==== Data excerpts ====
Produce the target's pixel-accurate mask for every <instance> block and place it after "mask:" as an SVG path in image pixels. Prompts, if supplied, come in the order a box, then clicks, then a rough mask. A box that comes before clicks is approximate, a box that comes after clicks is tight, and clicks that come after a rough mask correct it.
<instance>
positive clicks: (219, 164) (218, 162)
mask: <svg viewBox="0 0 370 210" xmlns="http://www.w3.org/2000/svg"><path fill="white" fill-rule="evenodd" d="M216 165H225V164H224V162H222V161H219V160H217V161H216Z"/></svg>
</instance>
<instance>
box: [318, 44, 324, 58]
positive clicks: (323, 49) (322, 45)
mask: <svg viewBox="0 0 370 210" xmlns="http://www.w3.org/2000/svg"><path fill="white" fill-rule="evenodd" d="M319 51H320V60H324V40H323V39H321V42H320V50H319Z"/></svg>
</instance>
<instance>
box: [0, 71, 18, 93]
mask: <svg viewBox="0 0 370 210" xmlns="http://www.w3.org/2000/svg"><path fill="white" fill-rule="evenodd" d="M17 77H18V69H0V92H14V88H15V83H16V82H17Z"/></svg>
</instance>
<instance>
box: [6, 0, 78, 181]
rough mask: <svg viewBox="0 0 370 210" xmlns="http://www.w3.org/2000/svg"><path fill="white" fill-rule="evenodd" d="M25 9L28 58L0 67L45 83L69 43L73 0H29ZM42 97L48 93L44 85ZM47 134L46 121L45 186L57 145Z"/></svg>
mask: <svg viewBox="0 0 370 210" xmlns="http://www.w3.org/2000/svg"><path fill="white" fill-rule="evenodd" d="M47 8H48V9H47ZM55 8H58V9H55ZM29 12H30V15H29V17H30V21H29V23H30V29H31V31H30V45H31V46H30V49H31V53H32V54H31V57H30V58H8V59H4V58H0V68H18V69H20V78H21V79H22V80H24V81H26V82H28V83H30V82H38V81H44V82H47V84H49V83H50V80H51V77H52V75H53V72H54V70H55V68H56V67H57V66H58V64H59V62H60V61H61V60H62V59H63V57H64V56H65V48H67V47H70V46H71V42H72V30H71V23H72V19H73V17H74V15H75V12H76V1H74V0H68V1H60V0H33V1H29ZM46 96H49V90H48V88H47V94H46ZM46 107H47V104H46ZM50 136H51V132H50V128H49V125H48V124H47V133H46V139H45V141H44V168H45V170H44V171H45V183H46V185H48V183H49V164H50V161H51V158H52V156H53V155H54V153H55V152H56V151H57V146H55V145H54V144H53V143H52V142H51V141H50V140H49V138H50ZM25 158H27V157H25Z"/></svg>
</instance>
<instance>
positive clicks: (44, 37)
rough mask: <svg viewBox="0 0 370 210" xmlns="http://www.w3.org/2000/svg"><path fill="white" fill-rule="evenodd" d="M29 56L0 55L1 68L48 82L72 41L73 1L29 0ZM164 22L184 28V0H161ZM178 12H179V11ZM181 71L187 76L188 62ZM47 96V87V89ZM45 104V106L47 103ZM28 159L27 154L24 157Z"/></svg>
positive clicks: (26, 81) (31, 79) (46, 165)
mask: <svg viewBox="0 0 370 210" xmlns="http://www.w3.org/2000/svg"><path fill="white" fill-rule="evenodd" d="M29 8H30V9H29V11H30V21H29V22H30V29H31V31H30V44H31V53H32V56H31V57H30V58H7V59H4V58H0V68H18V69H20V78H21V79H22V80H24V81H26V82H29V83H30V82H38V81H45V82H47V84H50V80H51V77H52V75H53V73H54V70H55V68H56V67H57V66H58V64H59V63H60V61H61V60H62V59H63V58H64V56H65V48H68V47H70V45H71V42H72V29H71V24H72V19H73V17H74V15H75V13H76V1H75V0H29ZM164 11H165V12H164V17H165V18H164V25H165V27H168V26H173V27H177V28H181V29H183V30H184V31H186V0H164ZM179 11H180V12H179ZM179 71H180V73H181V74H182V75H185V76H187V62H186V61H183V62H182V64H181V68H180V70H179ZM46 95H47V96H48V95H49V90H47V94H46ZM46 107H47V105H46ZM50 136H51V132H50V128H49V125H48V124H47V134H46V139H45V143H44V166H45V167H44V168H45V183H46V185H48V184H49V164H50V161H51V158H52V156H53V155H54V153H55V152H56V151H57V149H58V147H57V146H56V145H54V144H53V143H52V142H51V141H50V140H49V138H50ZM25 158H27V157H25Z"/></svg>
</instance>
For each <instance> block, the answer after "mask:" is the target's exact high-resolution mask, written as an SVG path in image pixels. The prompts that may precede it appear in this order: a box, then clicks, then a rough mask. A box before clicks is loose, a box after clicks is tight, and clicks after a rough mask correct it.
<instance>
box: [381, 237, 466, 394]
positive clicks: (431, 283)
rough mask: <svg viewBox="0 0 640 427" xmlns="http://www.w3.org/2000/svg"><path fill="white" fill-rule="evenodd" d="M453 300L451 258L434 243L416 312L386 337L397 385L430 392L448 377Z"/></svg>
====
__What the exercise asks__. The entire listing above, every line of it, should be copied out exactly.

__Written answer__.
Produce the target's pixel-accurate mask for every <instance> block and place it after "mask:" as an SVG path in image pixels. Prompts, if supplied, come in the order a box, then clicks, then a rough mask. A box that comes before clicks is approximate, a box that comes after clicks is tight, and clicks that come after a rough mask correct it.
<instance>
positive clicks: (219, 164) (218, 162)
mask: <svg viewBox="0 0 370 210" xmlns="http://www.w3.org/2000/svg"><path fill="white" fill-rule="evenodd" d="M216 165H225V164H224V162H222V161H219V160H217V161H216Z"/></svg>
</instance>
<instance>
box: [318, 44, 324, 58]
positive clicks: (323, 49) (322, 45)
mask: <svg viewBox="0 0 370 210" xmlns="http://www.w3.org/2000/svg"><path fill="white" fill-rule="evenodd" d="M319 51H320V60H324V40H323V39H321V42H320V50H319Z"/></svg>
</instance>
<instance>
box: [0, 71, 18, 93]
mask: <svg viewBox="0 0 370 210" xmlns="http://www.w3.org/2000/svg"><path fill="white" fill-rule="evenodd" d="M17 77H18V69H0V92H14V88H15V83H16V82H17Z"/></svg>
</instance>
<instance>
box: [6, 0, 78, 181]
rough mask: <svg viewBox="0 0 370 210" xmlns="http://www.w3.org/2000/svg"><path fill="white" fill-rule="evenodd" d="M25 9L28 58L0 67L45 83L69 43L73 0H29ZM42 97L48 93L44 85ZM47 134L46 121L45 186L57 145Z"/></svg>
mask: <svg viewBox="0 0 370 210" xmlns="http://www.w3.org/2000/svg"><path fill="white" fill-rule="evenodd" d="M47 8H48V9H47ZM55 8H58V9H55ZM29 12H30V15H29V17H30V21H29V23H30V29H31V31H30V45H31V46H30V49H31V53H32V54H31V57H30V58H8V59H4V58H0V68H18V69H20V78H21V79H22V80H24V81H26V82H28V83H30V82H38V81H44V82H47V84H49V83H50V80H51V77H52V75H53V72H54V70H55V68H56V67H57V66H58V64H59V62H60V61H61V60H62V59H63V57H64V56H65V48H67V47H70V46H71V42H72V30H71V23H72V19H73V17H74V15H75V12H76V1H74V0H68V1H60V0H33V1H29ZM46 96H49V90H48V88H47V94H46ZM46 107H47V104H46ZM50 136H51V132H50V128H49V125H48V124H47V133H46V139H45V141H44V168H45V170H44V171H45V183H46V185H48V183H49V164H50V161H51V158H52V156H53V155H54V153H55V152H56V151H57V146H55V145H54V144H53V143H52V142H51V141H50V140H49V138H50ZM25 158H27V157H25Z"/></svg>
</instance>
<instance>
positive clicks: (44, 37)
rough mask: <svg viewBox="0 0 370 210" xmlns="http://www.w3.org/2000/svg"><path fill="white" fill-rule="evenodd" d="M29 56L0 55L1 68L48 82L72 41L73 1L29 0ZM164 22L184 28V0H161ZM178 12H179V11ZM181 71L187 76L188 62ZM47 96V87V89ZM45 104V106L47 103ZM28 159L27 154L24 157Z"/></svg>
positive clicks: (26, 81) (31, 79) (46, 165)
mask: <svg viewBox="0 0 370 210" xmlns="http://www.w3.org/2000/svg"><path fill="white" fill-rule="evenodd" d="M29 8H30V9H29V11H30V21H29V22H30V29H31V31H30V44H31V53H32V56H31V57H30V58H7V59H4V58H0V68H18V69H20V78H21V79H22V80H24V81H26V82H29V83H30V82H38V81H45V82H47V84H50V80H51V77H52V75H53V73H54V70H55V68H56V67H57V66H58V64H59V63H60V61H61V60H62V59H63V58H64V56H65V48H68V47H70V45H71V42H72V29H71V24H72V19H73V17H74V15H75V13H76V1H75V0H29ZM164 11H165V12H164V17H165V18H164V25H165V27H168V26H173V27H177V28H181V29H183V30H184V31H186V0H164ZM179 11H180V12H179ZM179 71H180V73H181V74H182V75H185V76H187V62H186V61H183V62H182V64H181V68H180V70H179ZM46 95H47V96H48V95H49V90H47V94H46ZM46 107H47V105H46ZM50 136H51V132H50V128H49V125H48V124H47V134H46V139H45V143H44V166H45V167H44V168H45V183H46V185H48V184H49V164H50V161H51V158H52V156H53V155H54V153H55V152H56V151H57V149H58V147H57V146H56V145H54V144H53V143H52V142H51V141H50V140H49V138H50ZM25 158H27V157H25Z"/></svg>
</instance>
For each <instance> block, the answer after "mask:" is the target's exact high-resolution mask, written as an SVG path in image pixels. The prompts that may precede it appear in this order: a box, then clicks, then a rough mask. A box before clicks is loose, a box after clicks is tight, and clicks after a rough mask correct it.
<instance>
box: [381, 237, 466, 394]
positive clicks: (431, 283)
rough mask: <svg viewBox="0 0 640 427" xmlns="http://www.w3.org/2000/svg"><path fill="white" fill-rule="evenodd" d="M453 300L451 258L434 243L416 312L386 337L397 385L430 392L448 377Z"/></svg>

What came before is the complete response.